Barbara Schönig (professor of urban planning and director of the Institute for European Urban Studies at the Bauhaus-Universistät Weimar) and Sebastian Schipper (researcher in the Department of Human Geography, Goethe-University Frankfurt am Main) have wide-ranging, critical urban studies research interests, and their work focuses on planning, urban design, affordable housing, and urban social movements. Urban Austerity as both a conference and a volume evidences these interests by grouping together a diverse collection of research scales and engagements. Similar to Crisis-Scapes, Urban Austerity devotes sections to both the regional/infrastructural scale (“Urban Infrastructure and Public Services”) and to the urban/housing scale (“Housing Crisis”). Urban marginal, marginalization processes, social movements, urban design, and street art discourse is grouped under “Urban Conflicts and Contestations,” while a larger urban and regional policy and planning section appears in the beginning of the volume (“Urban Governance in Times of Austerity”).

Raw records
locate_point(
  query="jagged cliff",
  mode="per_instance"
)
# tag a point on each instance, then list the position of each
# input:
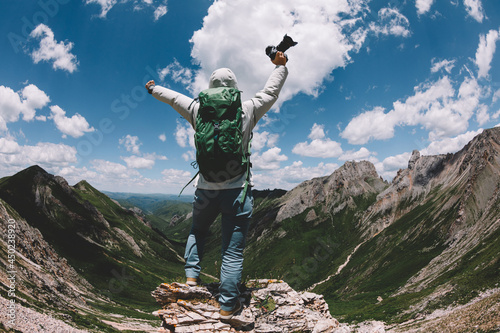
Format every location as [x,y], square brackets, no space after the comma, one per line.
[391,252]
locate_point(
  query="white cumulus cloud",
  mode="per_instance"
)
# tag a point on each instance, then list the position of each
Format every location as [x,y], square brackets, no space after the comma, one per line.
[245,28]
[160,11]
[268,160]
[76,126]
[423,6]
[319,146]
[25,103]
[391,22]
[475,9]
[485,52]
[131,143]
[59,53]
[106,5]
[446,65]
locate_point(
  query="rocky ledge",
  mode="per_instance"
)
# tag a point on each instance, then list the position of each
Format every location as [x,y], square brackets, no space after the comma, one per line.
[268,306]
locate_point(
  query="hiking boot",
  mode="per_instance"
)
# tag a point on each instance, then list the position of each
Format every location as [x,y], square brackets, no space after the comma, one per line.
[193,282]
[226,315]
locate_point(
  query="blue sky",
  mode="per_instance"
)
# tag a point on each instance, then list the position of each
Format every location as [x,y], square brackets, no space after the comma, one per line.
[368,80]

Work to do | Summarize the passage about Urban Austerity in two sentences.

Completed task | Barbara Schönig and Sebastian Schipper share critical urban studies interests centered on planning, urban design, affordable housing, and urban social movements, and Urban Austerity reflects these interests as a conference and volume that brings together a diverse range of research scales and engagements. Like Crisis-Scapes, the volume has sections on urban infrastructure and public services and on the housing crisis, and it also includes a section on urban conflicts and contestations and an opening section on urban governance in times of austerity.